§ DOCUMENT:
--- START ---

Net cash used in investing activites (220) (172)
------ ------
Cash flows from financing activities:
Repayment of debt (285) (258)
Reimbursement for property improvements - -
Members' contribution net of note receivable - 891
------ ------
Net cash provided by (used in) financing
activities (285) 633
------ ------
Net increase in cash (391) -
Cash, beginning of period 1,249 -
------ ------
Cash, end of period $ 858 $ -
====== ======
SUPPLEMENTAL DISCLOSURES OF CASH
FLOW INFORMATION:
Cash paid during the year for:
Interest $ 212 $ 407
====== ======
NONCASH INVESTING AND FINANCIAL
ACTIVITY:
Bond issuance resulting in increased
assessment district improvements and
related debt $ - $5,218
====== ======
The accompanying notes are an integral part of these financial statements.
TRIAD PARK, LLC
(a Delaware limited liability company)
NOTES TO CONDENSED FINANCIAL STATEMENTS
1. Description of Business and Basis of Presentation:
Triad Park, LLC (the Company) is a Delaware limited liability company
organized to effect the spin-off of certain real estate assets and related
liabilities of Cooperative Computing, Inc., a Delaware corporation, formerly
known as Triad Systems Corporation (Triad). On February 27, 1997, Triad
contributed such assets and related liabilities to the Company and
stockholders of Triad received one share of Triad Park, LLC, membership
interest for each share of Triad common stock held as of February 26, 1997,
the Distribution Record Date. The Company's operations include the ownership
and management of the spun-off real estate assets, all of which are located
in Livermore, California, for their orderly liquidation and distribution of
related net proceeds to the holders of membership interests.

--- END ---

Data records
--- START ---

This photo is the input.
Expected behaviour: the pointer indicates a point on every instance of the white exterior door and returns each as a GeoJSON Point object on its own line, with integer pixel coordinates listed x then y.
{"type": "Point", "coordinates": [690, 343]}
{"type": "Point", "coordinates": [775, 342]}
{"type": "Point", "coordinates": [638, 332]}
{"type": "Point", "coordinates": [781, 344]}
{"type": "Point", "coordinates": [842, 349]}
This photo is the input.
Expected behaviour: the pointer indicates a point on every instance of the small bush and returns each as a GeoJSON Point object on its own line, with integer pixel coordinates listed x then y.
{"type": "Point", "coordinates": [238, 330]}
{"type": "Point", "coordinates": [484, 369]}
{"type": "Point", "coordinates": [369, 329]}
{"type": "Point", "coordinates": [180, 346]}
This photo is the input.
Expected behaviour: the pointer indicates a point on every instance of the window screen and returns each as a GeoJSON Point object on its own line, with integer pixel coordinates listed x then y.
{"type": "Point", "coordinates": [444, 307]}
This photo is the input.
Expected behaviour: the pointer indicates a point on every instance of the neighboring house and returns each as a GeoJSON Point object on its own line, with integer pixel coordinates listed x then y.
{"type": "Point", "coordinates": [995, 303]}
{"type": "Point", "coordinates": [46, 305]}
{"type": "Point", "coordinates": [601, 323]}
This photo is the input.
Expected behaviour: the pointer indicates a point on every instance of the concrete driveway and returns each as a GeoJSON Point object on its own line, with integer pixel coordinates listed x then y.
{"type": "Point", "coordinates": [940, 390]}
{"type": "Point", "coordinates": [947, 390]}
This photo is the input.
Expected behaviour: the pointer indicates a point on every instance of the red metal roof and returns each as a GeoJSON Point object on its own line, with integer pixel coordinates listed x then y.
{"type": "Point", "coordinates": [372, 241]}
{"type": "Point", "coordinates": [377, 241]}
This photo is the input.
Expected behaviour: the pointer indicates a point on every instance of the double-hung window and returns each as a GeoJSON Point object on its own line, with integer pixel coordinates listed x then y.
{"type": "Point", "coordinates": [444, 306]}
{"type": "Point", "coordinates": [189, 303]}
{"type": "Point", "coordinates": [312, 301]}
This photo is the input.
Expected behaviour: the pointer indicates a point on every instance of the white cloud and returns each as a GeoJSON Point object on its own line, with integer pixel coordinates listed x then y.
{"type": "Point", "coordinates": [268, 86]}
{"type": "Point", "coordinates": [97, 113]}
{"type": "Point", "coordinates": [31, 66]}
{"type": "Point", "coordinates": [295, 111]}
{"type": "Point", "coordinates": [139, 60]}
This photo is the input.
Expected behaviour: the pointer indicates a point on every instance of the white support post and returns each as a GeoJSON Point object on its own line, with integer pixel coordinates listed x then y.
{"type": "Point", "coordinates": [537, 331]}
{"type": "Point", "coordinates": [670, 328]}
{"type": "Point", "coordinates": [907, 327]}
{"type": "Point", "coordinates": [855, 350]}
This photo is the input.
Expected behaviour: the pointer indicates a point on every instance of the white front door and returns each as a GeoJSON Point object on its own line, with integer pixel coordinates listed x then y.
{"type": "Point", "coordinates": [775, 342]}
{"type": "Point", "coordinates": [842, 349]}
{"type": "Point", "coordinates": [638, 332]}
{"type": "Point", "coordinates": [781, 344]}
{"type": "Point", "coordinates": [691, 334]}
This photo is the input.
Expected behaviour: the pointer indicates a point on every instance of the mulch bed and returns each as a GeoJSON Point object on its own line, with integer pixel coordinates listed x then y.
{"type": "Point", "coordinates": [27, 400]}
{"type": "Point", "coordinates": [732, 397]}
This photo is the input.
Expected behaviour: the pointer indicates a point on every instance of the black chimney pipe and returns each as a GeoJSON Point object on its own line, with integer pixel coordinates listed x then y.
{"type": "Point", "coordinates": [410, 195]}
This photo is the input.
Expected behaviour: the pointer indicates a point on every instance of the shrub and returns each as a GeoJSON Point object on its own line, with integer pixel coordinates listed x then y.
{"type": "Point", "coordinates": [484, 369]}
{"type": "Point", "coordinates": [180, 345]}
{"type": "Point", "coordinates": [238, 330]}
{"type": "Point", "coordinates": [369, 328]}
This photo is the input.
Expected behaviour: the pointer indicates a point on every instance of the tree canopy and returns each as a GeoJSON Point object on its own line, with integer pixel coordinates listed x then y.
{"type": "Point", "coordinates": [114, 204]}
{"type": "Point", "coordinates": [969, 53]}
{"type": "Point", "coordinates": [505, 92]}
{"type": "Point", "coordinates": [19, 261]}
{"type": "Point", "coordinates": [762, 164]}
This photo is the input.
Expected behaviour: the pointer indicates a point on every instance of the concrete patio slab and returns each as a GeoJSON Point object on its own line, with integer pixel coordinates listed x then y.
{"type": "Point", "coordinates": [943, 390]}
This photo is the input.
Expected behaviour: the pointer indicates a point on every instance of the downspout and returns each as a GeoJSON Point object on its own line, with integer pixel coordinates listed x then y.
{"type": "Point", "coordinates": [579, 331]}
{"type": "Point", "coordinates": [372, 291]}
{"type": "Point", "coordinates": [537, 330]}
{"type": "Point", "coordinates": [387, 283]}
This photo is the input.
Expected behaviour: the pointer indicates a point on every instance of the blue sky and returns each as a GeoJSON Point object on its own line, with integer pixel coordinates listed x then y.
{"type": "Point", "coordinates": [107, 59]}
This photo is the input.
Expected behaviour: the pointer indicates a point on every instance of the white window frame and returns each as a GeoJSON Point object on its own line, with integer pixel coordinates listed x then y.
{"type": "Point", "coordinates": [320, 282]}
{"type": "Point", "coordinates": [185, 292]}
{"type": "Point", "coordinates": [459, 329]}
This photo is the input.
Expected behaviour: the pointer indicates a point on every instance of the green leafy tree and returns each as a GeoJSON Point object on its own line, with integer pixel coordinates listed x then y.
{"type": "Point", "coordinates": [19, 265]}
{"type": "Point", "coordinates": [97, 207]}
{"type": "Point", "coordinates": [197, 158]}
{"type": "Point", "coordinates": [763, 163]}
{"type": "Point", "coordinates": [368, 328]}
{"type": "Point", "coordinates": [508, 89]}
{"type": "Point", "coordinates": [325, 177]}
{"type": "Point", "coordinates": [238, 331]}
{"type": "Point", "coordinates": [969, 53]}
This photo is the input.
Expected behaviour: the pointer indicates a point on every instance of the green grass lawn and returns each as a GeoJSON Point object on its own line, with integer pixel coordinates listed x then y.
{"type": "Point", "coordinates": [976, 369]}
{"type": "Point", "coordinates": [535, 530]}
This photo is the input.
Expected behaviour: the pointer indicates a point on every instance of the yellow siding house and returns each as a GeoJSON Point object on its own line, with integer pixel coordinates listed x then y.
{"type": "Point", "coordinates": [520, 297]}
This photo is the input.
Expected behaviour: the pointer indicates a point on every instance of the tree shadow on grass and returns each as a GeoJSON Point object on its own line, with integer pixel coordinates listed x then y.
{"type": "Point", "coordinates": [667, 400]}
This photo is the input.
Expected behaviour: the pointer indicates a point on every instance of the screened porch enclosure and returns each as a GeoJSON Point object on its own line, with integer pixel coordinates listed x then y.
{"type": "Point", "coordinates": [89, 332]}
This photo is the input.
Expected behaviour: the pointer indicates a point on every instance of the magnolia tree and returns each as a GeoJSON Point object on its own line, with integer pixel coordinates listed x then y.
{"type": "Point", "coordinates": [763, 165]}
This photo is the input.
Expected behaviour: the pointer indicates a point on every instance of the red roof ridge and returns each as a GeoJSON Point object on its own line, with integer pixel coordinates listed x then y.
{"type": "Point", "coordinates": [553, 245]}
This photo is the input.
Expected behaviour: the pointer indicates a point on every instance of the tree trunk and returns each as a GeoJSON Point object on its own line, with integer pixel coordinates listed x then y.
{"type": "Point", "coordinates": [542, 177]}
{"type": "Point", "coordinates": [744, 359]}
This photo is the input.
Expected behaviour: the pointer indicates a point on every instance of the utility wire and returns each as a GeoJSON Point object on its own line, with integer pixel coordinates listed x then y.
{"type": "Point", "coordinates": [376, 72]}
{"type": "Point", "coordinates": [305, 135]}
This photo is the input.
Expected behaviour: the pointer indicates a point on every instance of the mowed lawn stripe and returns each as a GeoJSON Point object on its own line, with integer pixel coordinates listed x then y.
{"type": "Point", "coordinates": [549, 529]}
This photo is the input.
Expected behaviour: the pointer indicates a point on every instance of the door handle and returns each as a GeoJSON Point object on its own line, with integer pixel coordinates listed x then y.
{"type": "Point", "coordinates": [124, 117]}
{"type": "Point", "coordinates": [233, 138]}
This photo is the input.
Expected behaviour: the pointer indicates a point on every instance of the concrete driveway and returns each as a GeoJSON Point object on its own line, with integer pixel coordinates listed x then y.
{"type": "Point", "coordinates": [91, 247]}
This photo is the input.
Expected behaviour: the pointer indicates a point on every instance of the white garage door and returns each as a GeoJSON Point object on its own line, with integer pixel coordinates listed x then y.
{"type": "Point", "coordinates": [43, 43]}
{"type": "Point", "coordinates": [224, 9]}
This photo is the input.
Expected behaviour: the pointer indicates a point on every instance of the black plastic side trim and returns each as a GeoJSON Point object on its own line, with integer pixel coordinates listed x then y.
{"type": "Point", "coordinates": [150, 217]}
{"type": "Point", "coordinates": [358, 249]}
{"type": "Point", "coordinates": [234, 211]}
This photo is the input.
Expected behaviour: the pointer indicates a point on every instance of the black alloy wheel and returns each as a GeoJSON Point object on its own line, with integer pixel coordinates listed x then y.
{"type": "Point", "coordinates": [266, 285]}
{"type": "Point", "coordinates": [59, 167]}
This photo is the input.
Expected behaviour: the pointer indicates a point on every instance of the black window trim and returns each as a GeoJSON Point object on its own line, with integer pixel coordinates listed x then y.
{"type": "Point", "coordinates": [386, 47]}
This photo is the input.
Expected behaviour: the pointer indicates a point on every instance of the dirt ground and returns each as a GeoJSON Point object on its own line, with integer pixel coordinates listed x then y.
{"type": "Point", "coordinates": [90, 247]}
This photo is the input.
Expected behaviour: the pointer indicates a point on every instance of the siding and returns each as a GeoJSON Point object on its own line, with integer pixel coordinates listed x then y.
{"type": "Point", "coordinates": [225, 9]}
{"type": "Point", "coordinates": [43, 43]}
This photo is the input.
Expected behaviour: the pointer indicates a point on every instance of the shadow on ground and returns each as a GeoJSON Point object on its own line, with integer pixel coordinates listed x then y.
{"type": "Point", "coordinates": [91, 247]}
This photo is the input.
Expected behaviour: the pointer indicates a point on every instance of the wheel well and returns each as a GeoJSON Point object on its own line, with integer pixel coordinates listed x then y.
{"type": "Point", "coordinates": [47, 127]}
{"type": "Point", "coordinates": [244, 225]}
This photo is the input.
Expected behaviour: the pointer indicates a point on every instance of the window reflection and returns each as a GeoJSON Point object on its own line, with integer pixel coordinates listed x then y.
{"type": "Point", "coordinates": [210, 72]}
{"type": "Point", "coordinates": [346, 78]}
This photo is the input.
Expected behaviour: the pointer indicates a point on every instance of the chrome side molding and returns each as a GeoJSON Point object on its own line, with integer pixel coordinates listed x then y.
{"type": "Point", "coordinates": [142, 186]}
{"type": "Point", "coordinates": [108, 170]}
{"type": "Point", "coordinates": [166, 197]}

--- END ---

§ STATED TASK:
Reproduce the passage of the Triad Park filing starting at "NOTES TO CONDENSED" and ending at "of membership interests.". The records were drawn from a separate source.

§ ANSWER TO THIS TASK:
NOTES TO CONDENSED FINANCIAL STATEMENTS
1. Description of Business and Basis of Presentation:
Triad Park, LLC (the Company) is a Delaware limited liability company
organized to effect the spin-off of certain real estate assets and related
liabilities of Cooperative Computing, Inc., a Delaware corporation, formerly
known as Triad Systems Corporation (Triad). On February 27, 1997, Triad
contributed such assets and related liabilities to the Company and
stockholders of Triad received one share of Triad Park, LLC, membership
interest for each share of Triad common stock held as of February 26, 1997,
the Distribution Record Date. The Company's operations include the ownership
and management of the spun-off real estate assets, all of which are located
in Livermore, California, for their orderly liquidation and distribution of
related net proceeds to the holders of membership interests.